## [ページ本文]
------------------------------------
PlanAndExecute, Self-Consistencyを組み合わせる

2024年12月1日 10:01

はじめに

以前の記事でPlanAndExecuteを実装しましたが、あまり期待通りの結果にならないという結果でした。今回はこの結果にモヤモヤしていたので、改善してみました。
どうやって改善したかというと、Self-Consistencyという手法を適用しました。

Self-Consistency

以下のページに詳しく記載されていますが、複数回の実行を行い、その数だけ出力を得る。出力結果のうち、多数派の回答を最終的な回答とするような方法です。

Self-Consistencyはfew-shot CoTによって、推論と結論の両方を使う方法が本来ですが、今回は結論だけを使う簡易版を適用してみます。

実装

事前準備

LLMとしてllama3.2をollamaを使って呼び出します。また、LLMの入出力の確認・分析のためにLanfuseを使ってログ取得できるようにします。
tempratureを0.5と高くして、推論に多様性を持たせることを期待します。推論は5回とします。

import inspect
import logging
logging.basicConfig(level=logging.WARNING)

from ollama import Client
from langfuse.decorators import observe
from langfuse.decorators import langfuse_context

client = Client(host='http://localhost:11434')
model = 'llama3.2:latest'
options={
    "temperature": 0.5,
}
n_repeat = 5

secret_key = "your secret key"
public_key = "your public key"
host = "http://localhost:3000"
langfuse_context.configure(
  secret_key=secret_key,
  public_key=public_key,
  host=host
)

ツール呼び出しとLLM実行

@observe()
def calculator(expression: str) -> str:
    """
    Calculator

    Args:
        expression: 計算すべき式

    Returns:
        string: 計算結果
    """
------------------------------------
## [記録情報]
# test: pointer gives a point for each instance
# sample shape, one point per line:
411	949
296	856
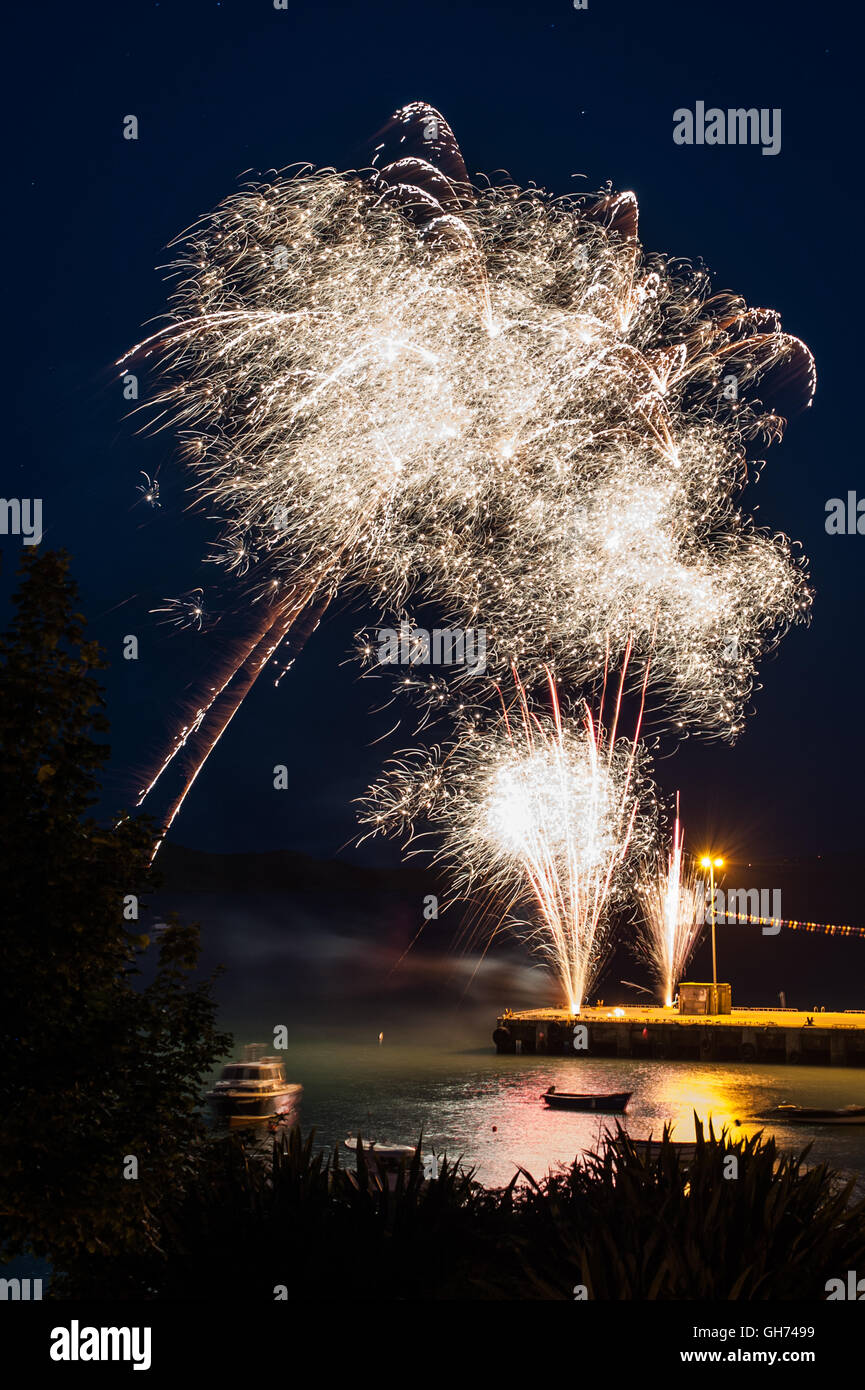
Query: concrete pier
789	1036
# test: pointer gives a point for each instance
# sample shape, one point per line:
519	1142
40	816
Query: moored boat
612	1104
255	1090
811	1115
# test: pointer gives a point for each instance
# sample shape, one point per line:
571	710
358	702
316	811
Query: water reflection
488	1108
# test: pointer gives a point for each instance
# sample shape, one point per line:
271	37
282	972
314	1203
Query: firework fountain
672	898
533	811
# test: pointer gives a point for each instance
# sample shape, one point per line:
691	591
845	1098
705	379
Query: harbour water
487	1109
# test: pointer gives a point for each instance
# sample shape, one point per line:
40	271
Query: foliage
619	1223
95	1068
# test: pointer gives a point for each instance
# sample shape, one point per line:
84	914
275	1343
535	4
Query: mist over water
337	979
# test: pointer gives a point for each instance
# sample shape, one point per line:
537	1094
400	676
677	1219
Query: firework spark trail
672	898
491	398
534	809
213	719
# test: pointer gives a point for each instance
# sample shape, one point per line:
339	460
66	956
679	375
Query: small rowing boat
808	1115
612	1104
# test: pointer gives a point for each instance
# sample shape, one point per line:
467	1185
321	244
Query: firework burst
488	396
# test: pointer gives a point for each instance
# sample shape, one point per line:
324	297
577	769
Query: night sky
545	92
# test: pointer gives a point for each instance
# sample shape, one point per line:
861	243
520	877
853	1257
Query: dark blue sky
543	91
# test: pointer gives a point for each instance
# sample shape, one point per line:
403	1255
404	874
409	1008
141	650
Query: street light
712	863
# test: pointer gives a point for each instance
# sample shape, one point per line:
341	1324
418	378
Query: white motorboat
255	1089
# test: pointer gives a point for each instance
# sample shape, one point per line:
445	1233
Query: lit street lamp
712	863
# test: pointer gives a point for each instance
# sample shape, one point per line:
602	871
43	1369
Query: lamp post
712	863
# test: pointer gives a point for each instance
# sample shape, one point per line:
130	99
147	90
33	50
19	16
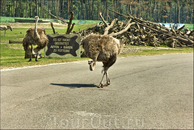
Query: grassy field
12	55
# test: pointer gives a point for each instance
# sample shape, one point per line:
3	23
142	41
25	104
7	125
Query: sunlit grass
12	55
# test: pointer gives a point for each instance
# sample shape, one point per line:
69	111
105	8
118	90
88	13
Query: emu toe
90	64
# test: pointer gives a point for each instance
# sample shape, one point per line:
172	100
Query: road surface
146	92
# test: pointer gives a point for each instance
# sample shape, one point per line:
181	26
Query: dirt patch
28	25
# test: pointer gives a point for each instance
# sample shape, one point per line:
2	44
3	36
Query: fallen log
181	38
11	42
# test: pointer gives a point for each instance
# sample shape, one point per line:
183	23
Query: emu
5	28
35	36
104	48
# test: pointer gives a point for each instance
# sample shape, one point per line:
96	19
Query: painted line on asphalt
34	66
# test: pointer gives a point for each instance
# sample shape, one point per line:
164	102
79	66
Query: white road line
27	67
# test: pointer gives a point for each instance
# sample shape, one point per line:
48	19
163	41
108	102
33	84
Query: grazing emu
104	48
35	36
5	28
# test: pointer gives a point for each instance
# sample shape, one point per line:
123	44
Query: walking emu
104	48
5	28
35	36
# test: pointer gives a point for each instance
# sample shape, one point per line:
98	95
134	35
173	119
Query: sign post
63	46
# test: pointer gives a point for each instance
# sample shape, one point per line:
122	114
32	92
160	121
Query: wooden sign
63	46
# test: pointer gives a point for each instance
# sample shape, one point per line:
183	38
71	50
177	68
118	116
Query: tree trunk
5	9
192	14
63	16
13	9
67	9
170	13
36	7
27	3
178	11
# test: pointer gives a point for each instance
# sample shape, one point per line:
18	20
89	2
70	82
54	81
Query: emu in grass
5	28
35	36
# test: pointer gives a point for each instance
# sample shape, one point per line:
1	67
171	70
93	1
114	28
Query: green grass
189	26
12	55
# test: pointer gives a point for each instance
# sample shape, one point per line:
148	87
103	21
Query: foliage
178	11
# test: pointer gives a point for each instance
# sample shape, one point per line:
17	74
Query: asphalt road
145	92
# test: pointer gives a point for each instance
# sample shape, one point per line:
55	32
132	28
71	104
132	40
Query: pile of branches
144	32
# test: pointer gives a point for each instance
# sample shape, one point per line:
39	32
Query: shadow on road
75	85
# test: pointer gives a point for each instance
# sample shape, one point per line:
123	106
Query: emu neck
36	35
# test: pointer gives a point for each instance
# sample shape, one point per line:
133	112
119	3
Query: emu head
9	27
36	17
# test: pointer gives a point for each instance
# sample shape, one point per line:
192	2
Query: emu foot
108	83
100	85
90	63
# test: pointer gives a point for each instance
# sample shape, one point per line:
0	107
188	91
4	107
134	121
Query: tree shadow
75	85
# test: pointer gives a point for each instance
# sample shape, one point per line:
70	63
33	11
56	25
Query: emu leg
101	85
92	64
107	79
31	54
36	57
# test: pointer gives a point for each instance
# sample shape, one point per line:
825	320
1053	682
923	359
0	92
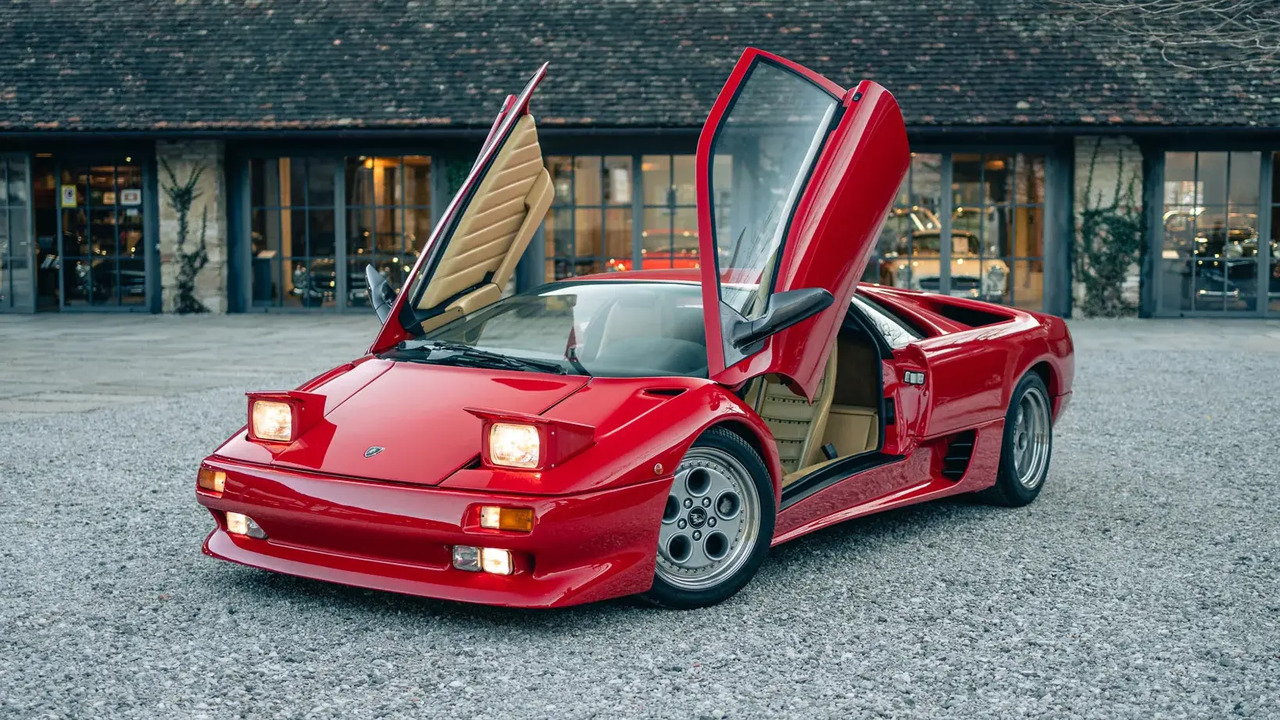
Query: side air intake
959	452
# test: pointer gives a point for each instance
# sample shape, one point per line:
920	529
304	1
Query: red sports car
647	432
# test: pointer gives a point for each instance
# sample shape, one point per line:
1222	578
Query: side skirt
831	474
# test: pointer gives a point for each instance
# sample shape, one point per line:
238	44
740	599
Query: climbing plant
1111	238
182	195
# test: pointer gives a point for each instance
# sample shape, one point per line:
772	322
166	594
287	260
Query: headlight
513	446
272	420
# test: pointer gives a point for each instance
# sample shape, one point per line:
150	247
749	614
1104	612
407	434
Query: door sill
831	474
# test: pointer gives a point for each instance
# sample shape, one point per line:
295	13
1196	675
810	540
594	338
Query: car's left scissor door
795	176
474	249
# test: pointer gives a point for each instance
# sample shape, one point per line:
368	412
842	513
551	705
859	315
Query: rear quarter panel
973	370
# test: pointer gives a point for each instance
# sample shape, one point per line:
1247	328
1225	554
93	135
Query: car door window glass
760	158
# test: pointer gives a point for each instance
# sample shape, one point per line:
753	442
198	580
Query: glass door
17	264
103	254
1211	258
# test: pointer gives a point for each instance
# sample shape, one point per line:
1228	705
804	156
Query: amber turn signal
520	519
211	481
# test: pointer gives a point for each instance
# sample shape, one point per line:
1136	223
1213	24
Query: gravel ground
1142	583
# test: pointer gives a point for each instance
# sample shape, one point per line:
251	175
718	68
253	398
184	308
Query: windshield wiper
487	358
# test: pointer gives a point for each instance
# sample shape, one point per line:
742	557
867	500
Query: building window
1210	254
16	256
1272	270
103	251
997	224
388	218
293	232
588	227
668	232
995	214
908	253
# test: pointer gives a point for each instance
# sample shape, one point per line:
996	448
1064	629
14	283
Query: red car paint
388	520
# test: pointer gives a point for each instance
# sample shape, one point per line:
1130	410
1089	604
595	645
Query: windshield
760	158
622	329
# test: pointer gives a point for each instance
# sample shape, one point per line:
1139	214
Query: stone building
327	136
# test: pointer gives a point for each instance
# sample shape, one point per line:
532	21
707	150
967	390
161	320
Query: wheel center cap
696	518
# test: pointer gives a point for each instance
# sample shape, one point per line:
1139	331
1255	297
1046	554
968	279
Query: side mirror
380	294
784	309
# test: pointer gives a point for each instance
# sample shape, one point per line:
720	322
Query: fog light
210	479
240	524
466	557
487	559
497	561
507	518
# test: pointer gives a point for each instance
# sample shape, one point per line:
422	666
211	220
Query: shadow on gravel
305	593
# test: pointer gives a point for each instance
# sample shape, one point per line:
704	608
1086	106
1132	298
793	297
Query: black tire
739	565
1022	473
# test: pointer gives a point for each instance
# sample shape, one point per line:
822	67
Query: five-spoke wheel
1028	443
716	525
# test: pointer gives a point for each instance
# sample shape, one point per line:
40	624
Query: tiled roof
245	64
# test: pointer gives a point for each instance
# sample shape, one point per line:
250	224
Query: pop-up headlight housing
283	417
529	442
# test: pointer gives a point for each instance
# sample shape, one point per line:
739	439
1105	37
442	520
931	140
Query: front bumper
393	537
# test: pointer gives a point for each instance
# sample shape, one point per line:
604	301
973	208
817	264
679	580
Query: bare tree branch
1191	35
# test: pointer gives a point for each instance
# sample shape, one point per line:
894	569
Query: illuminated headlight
993	282
483	559
273	420
513	446
238	524
507	518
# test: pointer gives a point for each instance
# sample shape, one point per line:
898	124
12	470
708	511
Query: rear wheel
1028	445
717	523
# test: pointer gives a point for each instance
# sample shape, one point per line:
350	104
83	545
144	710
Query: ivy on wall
1112	237
182	195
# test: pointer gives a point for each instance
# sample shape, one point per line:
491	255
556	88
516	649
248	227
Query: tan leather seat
796	425
494	229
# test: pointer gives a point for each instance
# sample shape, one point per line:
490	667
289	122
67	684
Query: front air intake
959	452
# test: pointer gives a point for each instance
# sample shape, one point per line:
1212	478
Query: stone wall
1118	159
208	217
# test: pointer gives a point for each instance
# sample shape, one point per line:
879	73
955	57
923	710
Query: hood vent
955	463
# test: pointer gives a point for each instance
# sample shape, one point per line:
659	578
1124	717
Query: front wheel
1028	445
717	524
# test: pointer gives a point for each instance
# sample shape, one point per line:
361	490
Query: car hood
415	413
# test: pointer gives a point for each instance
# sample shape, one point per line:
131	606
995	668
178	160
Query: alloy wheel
711	522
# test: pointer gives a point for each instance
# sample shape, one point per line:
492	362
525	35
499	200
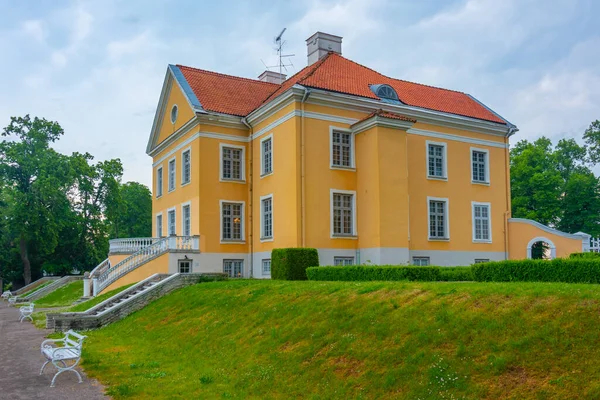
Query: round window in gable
385	93
174	114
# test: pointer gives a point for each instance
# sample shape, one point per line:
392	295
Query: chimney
319	44
272	77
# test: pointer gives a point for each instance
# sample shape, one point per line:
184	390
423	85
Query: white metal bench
26	312
65	357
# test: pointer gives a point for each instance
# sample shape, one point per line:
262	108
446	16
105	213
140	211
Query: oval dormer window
174	114
385	93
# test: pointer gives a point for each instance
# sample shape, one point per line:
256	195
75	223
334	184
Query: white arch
542	239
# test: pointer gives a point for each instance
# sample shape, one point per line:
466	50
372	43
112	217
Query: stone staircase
126	302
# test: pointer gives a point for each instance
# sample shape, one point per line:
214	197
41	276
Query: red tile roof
225	93
386	114
240	96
------------------------------------
## [作業内容]
1: Self-Consistencyの記事では、推論を何回行うことにしていますか。
2: Self-Consistencyの記事の続きを、最後に示された部分の直後から書いてください。

## [結果一覧]
1: 5回です。

2:
    try:
        return f'{expression}の計算結果は、{str(eval(expression))}です。'
    except Exception as e:
        return f"計算エラー: {str(e)}"

@observe(as_type="generation")
def execute(client, model, system_prompt, prompt, tools=None):
    langfuse_context.update_current_observation(
        input={
            "system": system_prompt,
            "prompt": prompt
        },
    )
    res = client.chat(
        model=model,
        messages=[
            {'role': 'system', 'content': system_prompt},
            {'role': 'user', 'content': prompt}
        ],
        format="json",
        options=options,
        tools=tools
    )
    langfuse_context.update_current_observation(
        output=res['message']
    )
    return res

Planner

plan_system_prompt = '''
あなたはユーザーの目的から実行すべき計画を生成する実行計画AIです。
あなたは知識豊富で多くのことに精通しています。あなたの知識を最大限に発揮して計画を立ててください。
この計画には、正しく実行すれば正しい答えが得られるような、個々の作業を含むようにします。
計画は論理的で整理されたステップで構成してください。
余計なステップを追加しないでください。
最終ステップの結果が最終的な答えであるべきです。
各ステップに必要な情報がすべて含まれていることを確認してください。
以下のような有効なJSON形式で応答してください。
{"plan": [
    {"step1": "作業１"},
    {"step2": "作業２"}
]}
'''

plan_prompt= '''
与えられた以下の入力に対して、
正確な情報をユーザーに提供するために必要な行動の
簡単な step-by-step の作業計画を立ててください。

入力：
{objective}
'''

class Planner:
    def __init__(self, model, client):
        self.client = client
        self.model = model
        self.name = 'Planner'

    @observe()
    def run(self, objective):
        langfuse_context.update_current_observation(
            name=f'{self.name}: {inspect.currentframe().f_code.co_name}')
        res = execute(
            self.client, self.model, 
            plan_system_prompt,
            plan_prompt.format(objective=objective),
            tools=None
        )
        return res['message']['content'].strip()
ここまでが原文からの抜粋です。